**Instructions for the task:**
From the line containing "trace --target metal" down to the last line of the material, return those lines verbatim and only those.

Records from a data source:
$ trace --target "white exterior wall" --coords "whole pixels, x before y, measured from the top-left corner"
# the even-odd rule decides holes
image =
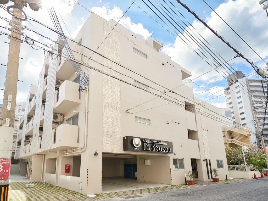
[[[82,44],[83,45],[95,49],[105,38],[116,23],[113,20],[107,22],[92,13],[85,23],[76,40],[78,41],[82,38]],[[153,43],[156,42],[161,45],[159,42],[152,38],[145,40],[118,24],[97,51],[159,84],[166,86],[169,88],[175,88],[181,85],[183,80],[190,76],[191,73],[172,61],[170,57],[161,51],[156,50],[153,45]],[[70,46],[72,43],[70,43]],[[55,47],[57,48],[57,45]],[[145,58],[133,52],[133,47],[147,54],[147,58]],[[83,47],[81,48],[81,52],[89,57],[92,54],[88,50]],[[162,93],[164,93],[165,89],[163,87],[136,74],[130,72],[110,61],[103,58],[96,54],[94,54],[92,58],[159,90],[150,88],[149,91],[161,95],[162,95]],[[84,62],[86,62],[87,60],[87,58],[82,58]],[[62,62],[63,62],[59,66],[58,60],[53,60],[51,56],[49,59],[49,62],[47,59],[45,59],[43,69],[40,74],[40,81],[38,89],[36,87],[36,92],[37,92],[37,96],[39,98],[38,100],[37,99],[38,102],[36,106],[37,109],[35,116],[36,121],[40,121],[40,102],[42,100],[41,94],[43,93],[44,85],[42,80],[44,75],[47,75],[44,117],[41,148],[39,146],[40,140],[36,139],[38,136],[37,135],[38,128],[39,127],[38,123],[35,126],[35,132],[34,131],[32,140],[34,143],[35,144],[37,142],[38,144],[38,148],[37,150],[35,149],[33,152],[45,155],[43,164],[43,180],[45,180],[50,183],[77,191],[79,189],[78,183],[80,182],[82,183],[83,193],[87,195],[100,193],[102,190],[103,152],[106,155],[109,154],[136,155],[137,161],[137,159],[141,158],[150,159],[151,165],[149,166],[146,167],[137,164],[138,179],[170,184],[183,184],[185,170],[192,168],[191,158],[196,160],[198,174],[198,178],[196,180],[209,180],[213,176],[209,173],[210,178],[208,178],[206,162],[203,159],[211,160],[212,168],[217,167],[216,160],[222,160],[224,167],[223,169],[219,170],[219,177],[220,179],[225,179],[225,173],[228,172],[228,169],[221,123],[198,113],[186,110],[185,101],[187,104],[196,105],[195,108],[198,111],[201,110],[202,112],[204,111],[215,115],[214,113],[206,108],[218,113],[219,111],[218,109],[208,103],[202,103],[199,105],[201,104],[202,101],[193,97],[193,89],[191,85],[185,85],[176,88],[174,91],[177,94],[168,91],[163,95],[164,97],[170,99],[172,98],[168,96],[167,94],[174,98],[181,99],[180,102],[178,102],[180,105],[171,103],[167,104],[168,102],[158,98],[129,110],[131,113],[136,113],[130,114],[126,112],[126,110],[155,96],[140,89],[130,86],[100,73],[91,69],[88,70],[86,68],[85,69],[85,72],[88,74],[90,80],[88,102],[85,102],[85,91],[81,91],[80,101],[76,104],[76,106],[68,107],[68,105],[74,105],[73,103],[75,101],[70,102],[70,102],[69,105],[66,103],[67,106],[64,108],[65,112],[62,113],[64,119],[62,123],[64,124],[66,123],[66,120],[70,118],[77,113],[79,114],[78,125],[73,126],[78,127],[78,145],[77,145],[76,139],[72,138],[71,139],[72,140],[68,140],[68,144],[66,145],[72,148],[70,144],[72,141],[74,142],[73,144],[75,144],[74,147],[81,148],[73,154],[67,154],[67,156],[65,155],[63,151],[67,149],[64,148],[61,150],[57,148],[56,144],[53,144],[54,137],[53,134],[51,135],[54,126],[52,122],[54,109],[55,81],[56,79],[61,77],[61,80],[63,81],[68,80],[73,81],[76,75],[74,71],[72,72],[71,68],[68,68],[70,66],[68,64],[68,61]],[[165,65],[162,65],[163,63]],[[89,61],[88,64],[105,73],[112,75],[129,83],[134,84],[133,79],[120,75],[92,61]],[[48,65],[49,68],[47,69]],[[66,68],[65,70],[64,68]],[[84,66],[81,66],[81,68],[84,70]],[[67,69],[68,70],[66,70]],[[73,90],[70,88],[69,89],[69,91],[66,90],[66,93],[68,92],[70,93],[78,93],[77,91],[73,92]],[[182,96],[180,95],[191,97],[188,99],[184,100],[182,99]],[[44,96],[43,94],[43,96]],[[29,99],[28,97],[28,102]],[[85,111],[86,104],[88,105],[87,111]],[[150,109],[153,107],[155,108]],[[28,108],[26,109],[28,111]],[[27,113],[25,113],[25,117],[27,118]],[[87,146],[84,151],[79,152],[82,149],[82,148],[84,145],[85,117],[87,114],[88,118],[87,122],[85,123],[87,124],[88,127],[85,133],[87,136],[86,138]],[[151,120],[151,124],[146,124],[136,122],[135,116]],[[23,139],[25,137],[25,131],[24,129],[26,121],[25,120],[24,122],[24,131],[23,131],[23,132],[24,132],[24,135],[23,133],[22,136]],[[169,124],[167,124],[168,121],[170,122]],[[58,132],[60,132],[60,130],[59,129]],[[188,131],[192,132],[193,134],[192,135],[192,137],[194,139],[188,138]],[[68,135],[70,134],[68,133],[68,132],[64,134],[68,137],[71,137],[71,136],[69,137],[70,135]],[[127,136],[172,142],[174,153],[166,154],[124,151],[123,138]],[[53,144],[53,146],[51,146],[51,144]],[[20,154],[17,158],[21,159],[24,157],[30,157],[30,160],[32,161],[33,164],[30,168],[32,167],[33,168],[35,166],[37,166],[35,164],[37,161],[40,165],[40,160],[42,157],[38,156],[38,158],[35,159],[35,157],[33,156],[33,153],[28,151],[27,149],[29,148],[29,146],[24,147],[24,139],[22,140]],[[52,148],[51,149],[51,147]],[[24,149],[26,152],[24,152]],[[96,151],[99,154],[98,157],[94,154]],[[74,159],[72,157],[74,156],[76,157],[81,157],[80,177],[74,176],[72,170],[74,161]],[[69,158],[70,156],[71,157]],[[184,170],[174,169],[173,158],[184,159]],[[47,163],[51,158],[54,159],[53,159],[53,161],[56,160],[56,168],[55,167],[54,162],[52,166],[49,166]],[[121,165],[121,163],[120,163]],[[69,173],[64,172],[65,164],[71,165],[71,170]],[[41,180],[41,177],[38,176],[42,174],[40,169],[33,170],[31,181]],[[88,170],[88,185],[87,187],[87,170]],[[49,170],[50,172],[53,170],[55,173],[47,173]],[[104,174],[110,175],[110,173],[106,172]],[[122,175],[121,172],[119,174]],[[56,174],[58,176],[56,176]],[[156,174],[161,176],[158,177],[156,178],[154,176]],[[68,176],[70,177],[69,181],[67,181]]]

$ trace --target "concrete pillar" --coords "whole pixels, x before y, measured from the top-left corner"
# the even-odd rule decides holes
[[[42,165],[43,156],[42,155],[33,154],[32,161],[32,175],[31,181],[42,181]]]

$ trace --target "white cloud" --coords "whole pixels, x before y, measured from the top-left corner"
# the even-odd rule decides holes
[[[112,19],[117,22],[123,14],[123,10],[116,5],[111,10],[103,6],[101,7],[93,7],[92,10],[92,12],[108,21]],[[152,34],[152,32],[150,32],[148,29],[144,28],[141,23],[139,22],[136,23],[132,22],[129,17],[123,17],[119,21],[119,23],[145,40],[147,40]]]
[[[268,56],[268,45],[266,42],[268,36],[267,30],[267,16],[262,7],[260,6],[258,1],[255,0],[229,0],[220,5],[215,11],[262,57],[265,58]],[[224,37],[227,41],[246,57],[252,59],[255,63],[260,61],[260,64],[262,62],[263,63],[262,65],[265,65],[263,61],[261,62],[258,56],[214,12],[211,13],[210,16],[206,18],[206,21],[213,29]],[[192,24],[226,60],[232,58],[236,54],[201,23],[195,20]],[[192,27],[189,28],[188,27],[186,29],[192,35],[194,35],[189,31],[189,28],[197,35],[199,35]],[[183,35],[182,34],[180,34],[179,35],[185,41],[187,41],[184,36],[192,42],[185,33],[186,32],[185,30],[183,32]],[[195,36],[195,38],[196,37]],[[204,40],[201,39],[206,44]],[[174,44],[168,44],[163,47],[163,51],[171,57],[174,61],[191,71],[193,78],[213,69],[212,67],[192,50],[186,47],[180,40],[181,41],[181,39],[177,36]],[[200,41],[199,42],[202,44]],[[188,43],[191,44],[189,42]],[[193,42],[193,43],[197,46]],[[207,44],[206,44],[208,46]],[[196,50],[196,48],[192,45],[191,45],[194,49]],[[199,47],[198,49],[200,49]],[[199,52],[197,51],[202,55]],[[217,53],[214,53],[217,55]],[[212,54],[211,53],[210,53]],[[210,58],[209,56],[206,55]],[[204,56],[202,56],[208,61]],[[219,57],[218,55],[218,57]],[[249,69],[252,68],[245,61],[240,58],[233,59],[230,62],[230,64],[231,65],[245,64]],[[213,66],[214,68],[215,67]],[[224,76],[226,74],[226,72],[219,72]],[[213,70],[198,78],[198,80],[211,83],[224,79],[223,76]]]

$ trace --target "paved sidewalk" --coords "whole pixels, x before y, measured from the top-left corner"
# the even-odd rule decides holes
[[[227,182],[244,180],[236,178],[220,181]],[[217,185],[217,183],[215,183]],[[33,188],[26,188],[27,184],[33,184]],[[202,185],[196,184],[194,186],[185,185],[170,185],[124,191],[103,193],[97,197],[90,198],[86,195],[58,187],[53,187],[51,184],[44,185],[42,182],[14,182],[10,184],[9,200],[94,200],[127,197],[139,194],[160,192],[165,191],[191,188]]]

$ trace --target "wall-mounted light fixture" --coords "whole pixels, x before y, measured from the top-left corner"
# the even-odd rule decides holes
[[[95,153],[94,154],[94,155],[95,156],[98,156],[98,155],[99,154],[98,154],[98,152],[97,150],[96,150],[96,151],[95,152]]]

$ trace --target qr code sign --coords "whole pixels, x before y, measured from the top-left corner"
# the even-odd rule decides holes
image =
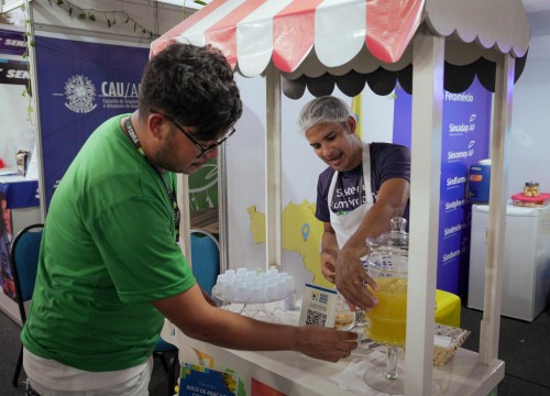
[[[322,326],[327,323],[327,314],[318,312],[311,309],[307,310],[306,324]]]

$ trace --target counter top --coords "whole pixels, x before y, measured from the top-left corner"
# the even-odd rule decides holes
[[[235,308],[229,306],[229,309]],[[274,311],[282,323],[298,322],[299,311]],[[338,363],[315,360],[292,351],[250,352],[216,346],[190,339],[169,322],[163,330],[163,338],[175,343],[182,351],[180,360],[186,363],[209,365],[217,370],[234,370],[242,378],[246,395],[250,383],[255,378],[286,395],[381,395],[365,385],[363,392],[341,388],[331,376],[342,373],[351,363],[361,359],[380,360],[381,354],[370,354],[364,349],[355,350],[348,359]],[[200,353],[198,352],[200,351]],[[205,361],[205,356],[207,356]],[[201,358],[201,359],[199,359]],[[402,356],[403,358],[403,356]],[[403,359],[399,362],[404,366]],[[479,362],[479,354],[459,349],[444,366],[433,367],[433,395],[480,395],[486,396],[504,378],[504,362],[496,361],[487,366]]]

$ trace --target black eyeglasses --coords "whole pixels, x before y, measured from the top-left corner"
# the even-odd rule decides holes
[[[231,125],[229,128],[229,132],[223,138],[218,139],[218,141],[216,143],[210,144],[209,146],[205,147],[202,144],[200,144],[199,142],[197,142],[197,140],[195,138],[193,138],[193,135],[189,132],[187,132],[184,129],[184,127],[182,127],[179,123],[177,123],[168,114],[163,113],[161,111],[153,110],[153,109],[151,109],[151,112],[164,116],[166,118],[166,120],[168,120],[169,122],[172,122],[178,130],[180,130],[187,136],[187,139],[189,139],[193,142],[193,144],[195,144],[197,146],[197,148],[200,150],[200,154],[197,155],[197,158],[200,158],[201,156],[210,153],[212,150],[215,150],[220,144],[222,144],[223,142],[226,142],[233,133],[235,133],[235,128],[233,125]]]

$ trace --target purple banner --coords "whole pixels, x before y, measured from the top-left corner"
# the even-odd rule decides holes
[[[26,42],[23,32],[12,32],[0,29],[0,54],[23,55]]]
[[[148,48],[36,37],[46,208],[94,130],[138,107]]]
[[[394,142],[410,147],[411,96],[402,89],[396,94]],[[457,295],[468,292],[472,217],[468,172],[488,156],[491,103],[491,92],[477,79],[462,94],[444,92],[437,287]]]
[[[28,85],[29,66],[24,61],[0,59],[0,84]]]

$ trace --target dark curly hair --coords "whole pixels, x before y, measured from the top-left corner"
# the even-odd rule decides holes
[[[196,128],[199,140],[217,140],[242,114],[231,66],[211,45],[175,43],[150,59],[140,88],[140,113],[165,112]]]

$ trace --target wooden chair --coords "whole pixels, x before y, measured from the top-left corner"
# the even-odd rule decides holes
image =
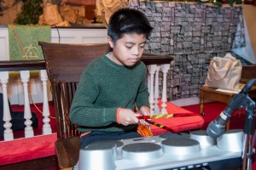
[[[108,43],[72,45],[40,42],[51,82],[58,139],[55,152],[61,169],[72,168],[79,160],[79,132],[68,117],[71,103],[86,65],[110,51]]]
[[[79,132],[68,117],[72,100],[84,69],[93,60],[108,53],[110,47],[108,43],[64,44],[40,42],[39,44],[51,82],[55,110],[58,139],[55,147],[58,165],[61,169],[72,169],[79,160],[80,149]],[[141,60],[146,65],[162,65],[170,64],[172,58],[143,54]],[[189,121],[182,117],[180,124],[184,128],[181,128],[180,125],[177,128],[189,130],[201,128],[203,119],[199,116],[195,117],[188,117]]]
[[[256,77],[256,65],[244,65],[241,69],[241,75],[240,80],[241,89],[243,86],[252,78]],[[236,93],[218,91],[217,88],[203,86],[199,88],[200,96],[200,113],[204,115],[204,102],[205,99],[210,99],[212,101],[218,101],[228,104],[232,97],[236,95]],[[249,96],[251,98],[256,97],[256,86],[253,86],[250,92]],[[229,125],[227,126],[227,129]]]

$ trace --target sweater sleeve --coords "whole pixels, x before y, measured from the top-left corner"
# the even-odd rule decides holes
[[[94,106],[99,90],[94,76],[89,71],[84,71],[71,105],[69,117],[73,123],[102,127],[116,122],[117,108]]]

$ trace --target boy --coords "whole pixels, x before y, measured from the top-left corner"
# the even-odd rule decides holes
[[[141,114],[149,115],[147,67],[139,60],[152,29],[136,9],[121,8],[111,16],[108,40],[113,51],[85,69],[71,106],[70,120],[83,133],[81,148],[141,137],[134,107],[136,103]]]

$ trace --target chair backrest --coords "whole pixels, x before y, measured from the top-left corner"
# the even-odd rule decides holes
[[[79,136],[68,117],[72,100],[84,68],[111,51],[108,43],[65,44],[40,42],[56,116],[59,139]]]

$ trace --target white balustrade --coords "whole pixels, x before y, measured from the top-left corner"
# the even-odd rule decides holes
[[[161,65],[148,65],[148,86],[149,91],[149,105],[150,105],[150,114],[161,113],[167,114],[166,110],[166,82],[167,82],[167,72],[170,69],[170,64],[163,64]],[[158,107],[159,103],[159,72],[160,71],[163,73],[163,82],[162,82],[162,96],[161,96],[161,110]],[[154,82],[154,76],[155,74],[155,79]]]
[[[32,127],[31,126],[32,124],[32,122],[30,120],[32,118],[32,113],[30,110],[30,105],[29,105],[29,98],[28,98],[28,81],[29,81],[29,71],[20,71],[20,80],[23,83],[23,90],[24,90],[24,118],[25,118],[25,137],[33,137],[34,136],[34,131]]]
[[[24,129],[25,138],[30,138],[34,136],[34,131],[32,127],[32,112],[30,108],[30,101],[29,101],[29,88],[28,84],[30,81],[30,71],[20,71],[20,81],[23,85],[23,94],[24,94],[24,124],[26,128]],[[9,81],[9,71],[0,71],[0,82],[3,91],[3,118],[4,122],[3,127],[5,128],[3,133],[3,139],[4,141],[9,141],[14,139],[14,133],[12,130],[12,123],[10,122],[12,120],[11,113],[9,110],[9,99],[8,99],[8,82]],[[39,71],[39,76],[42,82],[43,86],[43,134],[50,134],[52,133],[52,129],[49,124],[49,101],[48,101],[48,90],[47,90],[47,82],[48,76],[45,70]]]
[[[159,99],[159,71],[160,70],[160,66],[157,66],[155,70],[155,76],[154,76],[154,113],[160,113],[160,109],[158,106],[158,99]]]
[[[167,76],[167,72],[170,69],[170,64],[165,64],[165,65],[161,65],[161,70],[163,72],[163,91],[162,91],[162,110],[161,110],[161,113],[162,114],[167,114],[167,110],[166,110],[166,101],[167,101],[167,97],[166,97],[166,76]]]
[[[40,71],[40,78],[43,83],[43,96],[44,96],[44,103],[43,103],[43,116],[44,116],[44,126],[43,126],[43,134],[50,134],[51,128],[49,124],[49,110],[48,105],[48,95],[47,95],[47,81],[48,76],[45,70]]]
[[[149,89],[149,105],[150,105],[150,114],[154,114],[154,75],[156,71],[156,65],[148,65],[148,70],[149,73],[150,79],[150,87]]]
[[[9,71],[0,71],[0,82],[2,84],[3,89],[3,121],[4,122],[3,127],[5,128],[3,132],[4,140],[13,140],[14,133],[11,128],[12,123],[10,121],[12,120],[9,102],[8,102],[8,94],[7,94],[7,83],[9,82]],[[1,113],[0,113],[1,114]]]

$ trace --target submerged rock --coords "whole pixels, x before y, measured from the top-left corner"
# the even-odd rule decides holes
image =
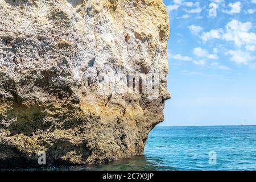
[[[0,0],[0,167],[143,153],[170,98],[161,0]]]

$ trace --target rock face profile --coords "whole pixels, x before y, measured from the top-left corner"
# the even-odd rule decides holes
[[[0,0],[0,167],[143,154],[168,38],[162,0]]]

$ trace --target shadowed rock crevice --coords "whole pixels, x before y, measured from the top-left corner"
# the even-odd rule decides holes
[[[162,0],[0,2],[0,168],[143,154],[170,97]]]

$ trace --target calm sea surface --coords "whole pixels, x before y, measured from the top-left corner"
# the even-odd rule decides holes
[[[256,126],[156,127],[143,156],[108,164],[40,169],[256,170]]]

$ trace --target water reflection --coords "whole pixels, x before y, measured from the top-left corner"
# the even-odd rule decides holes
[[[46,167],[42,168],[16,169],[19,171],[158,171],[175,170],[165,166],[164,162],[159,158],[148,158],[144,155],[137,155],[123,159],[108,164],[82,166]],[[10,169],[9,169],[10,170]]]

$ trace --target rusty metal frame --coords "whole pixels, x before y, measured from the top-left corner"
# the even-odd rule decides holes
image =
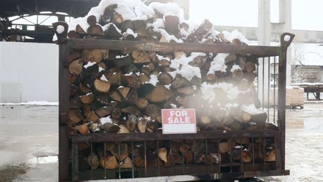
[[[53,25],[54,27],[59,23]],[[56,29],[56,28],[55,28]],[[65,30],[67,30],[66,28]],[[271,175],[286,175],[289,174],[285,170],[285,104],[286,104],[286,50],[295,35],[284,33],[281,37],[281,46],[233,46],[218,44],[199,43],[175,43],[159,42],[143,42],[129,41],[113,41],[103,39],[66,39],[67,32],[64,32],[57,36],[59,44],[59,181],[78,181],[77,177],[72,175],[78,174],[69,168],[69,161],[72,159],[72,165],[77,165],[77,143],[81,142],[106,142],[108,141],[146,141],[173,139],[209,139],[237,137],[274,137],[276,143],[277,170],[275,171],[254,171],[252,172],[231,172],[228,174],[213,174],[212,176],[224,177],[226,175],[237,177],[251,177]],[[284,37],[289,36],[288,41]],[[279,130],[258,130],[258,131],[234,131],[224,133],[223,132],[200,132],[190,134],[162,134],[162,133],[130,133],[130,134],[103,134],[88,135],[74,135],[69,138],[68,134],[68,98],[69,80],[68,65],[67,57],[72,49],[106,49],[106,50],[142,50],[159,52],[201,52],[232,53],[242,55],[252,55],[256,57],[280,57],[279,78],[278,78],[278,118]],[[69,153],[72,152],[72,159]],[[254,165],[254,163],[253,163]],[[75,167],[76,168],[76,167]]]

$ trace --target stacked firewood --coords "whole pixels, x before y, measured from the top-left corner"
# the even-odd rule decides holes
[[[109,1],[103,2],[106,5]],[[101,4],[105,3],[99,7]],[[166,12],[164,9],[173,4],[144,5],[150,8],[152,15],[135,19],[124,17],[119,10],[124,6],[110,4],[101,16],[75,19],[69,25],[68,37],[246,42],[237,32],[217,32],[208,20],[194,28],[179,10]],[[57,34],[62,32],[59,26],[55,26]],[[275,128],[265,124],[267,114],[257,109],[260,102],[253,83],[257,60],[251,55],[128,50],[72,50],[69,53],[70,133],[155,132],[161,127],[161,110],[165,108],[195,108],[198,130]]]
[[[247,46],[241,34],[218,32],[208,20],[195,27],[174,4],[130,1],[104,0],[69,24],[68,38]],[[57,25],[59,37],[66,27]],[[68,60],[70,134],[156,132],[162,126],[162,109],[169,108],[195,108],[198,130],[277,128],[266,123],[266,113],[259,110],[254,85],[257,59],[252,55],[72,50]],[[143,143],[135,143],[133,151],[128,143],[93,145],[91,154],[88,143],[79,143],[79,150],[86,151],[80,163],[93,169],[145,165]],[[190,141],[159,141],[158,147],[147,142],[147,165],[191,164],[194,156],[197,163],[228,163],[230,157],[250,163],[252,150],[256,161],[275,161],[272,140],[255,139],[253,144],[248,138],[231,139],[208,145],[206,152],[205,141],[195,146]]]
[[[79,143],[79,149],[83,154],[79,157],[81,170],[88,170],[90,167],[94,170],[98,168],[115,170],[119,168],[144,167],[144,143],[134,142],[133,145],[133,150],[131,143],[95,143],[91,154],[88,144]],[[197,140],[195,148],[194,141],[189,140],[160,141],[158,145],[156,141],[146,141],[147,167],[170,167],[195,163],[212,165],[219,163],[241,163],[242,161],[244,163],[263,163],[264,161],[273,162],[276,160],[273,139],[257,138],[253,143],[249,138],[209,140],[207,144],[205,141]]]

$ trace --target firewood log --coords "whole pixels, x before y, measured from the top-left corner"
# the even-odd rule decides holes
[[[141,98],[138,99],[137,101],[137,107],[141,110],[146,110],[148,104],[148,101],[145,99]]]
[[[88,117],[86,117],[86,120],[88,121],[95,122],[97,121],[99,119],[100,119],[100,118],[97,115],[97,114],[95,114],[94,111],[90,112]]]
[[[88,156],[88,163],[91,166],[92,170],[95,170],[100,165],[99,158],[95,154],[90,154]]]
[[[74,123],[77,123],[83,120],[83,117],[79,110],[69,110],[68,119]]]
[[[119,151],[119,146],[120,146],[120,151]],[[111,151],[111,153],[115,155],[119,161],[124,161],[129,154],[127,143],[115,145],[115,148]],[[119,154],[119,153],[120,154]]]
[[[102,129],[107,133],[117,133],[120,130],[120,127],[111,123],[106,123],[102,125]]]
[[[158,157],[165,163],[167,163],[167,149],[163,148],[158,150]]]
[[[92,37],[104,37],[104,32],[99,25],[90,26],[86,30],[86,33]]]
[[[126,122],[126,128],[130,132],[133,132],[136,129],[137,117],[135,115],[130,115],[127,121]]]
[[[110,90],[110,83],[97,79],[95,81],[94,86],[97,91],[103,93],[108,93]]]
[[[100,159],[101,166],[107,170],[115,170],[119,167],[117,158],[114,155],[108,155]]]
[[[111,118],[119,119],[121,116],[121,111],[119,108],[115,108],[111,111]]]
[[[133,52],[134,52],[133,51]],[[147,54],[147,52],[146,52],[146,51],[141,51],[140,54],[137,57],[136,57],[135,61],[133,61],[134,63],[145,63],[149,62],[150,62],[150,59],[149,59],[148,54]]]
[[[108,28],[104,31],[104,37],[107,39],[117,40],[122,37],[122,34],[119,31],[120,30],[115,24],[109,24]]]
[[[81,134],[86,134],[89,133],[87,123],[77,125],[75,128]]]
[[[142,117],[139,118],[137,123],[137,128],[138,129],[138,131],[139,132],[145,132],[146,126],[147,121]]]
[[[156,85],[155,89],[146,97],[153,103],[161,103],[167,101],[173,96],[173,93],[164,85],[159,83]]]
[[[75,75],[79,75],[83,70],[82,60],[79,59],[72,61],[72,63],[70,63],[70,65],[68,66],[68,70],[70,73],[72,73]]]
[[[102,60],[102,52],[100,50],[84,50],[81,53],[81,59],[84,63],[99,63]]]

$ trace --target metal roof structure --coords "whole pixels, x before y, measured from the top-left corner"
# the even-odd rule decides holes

**Task answer:**
$ trace --target metal roof structure --coords "whole pixels, x before y, measured from the top-left corner"
# the even-odd rule decides holes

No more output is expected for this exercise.